# [What you have to do]
Copy each of the lines below word for word, keeping their order and punctuation unchanged.

* Start Source data *

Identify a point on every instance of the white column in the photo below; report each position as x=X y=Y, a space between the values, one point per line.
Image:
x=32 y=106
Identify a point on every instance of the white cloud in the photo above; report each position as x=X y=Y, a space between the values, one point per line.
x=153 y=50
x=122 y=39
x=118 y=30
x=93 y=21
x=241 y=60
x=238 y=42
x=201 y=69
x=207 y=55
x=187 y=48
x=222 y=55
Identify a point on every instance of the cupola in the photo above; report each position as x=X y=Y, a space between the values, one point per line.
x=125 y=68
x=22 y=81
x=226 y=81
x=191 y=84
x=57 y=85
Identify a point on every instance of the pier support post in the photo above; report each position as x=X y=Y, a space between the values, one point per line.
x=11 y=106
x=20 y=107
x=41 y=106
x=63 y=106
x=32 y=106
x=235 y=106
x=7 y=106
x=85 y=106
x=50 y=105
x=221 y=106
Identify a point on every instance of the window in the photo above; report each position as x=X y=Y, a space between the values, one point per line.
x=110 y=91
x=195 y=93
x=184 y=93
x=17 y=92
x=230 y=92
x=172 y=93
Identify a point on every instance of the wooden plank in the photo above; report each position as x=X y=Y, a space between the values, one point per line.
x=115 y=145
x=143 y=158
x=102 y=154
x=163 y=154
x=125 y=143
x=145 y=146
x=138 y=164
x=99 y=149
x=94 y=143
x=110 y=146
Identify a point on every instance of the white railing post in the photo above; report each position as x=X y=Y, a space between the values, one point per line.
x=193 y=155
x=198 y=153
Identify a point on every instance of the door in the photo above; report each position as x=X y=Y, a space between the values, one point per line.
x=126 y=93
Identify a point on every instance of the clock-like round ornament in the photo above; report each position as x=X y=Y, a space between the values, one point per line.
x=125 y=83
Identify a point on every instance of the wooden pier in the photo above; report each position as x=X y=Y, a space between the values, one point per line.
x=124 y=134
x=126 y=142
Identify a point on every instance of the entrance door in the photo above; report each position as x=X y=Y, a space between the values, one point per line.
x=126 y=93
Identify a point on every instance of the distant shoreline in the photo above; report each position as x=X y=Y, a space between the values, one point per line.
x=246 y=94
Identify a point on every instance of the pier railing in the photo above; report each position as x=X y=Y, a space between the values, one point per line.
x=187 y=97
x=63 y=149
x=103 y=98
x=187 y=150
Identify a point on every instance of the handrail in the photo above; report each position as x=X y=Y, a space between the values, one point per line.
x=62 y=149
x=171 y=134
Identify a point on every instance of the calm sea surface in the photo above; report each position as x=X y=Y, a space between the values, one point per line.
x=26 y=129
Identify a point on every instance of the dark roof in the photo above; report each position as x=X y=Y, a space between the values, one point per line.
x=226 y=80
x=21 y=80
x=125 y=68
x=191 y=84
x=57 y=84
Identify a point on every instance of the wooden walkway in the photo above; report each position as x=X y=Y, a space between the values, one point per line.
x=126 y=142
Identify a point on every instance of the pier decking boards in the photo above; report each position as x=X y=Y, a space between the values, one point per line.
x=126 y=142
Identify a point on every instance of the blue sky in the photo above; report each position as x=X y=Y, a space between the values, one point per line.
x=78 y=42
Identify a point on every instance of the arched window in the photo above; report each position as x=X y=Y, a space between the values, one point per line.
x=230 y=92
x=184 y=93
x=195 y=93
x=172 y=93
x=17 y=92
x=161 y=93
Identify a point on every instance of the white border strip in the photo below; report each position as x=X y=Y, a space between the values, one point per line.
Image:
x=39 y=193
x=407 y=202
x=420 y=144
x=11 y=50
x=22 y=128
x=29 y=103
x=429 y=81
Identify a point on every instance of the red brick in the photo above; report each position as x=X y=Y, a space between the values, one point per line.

* End Source data *

# [Output for this task]
Identify a point on every instance of the white column in the photo below; report each position as x=X y=Y, a space between the values, one point per line.
Image:
x=32 y=106
Identify a point on every instance of the white cloud in the photo above; report each position as x=X y=Y, a space between the values, one point per line.
x=153 y=50
x=122 y=39
x=118 y=30
x=93 y=21
x=241 y=60
x=238 y=42
x=201 y=69
x=207 y=55
x=187 y=48
x=222 y=55
Identify a point on every instance of the cupola in the photo above; report each position as x=X y=Y, a space between the values, one point per line.
x=125 y=68
x=22 y=81
x=226 y=81
x=191 y=84
x=57 y=85
Identify a point on every instance of the pier support post in the photo above; report each position as x=X y=Y, a space between the values, one point per line.
x=11 y=106
x=20 y=107
x=41 y=106
x=63 y=106
x=32 y=106
x=235 y=106
x=7 y=106
x=85 y=106
x=50 y=105
x=221 y=106
Identify a point on every instance of the window in the photo above; report each position as x=X y=Y, a space between the values, one point per line.
x=110 y=91
x=195 y=93
x=184 y=93
x=17 y=92
x=230 y=92
x=172 y=93
Identify a point on every instance of the wooden plank in the photo above; report each position as x=X y=Y, a space between the values, one point per line.
x=115 y=145
x=143 y=158
x=102 y=154
x=163 y=154
x=125 y=143
x=145 y=146
x=138 y=164
x=99 y=149
x=94 y=143
x=110 y=146
Identify a point on every instance of the white railing post in the photo above; report each position as x=X y=Y, a space between the values, one point per line.
x=193 y=155
x=198 y=153
Identify a point on every instance of the door in the photo above; report each position as x=X y=Y, a space between the values, one point per line.
x=126 y=93
Identify a point on every instance of the clock-like round ornament in the photo above; report each position as x=X y=Y, a space between the values, one point per line.
x=125 y=83
Identify a point on every instance of the wooden pier in the photo above; report each position as x=X y=Y, a space between the values, one point per line.
x=124 y=134
x=126 y=142
Identify a point on every instance of the entrance door in the photo above; report each position as x=X y=Y, a space between the values, one point per line.
x=126 y=93
Identify a point on every instance of the distant shoreline in the photo above; report each position as x=X y=Y, a space between the values, one point per line.
x=246 y=94
Identify a point on every instance of the pier railing in the photo above; report each position as x=X y=Y, a space between the values, one point per line.
x=187 y=97
x=63 y=149
x=103 y=98
x=187 y=150
Identify a point on every instance of the handrail in the photo above; report each position as x=X y=Y, a space between the values, one point per line.
x=62 y=149
x=171 y=134
Identify a point on every instance of the calm sea surface in the photo above; report each position as x=X y=Y, a space between the values, one point per line.
x=26 y=129
Identify a point on every instance of the dark roof in the photo above; report each position as x=X y=Y, a space between the values, one point per line.
x=226 y=80
x=21 y=80
x=125 y=68
x=191 y=84
x=57 y=84
Identify a point on every instance of the wooden walkway in the photo above; report each position as x=X y=Y, a space between the values, one point per line.
x=126 y=142
Identify a point on every instance of the pier decking boards in the photo above; report each position as x=X y=Y, a space between the values, one point per line.
x=126 y=142
Identify a point on every instance of the blue sky in the photo above; report each position as x=X y=Y, a space between the values, one point per line.
x=78 y=42
Identify a point on every instance of the arched window in the photo above; report each position as x=X y=Y, a space between the values, one point per line.
x=230 y=92
x=184 y=93
x=195 y=93
x=172 y=93
x=17 y=92
x=161 y=93
Identify a point on every instance of the white border strip in the photo below; report each position as x=X y=Y, a space between the values, one point per line.
Image:
x=39 y=193
x=407 y=202
x=420 y=144
x=11 y=50
x=22 y=128
x=29 y=103
x=429 y=81
Identify a point on every instance of the red brick in the photo above; report each position as x=X y=Y, a space between the values, one point per line.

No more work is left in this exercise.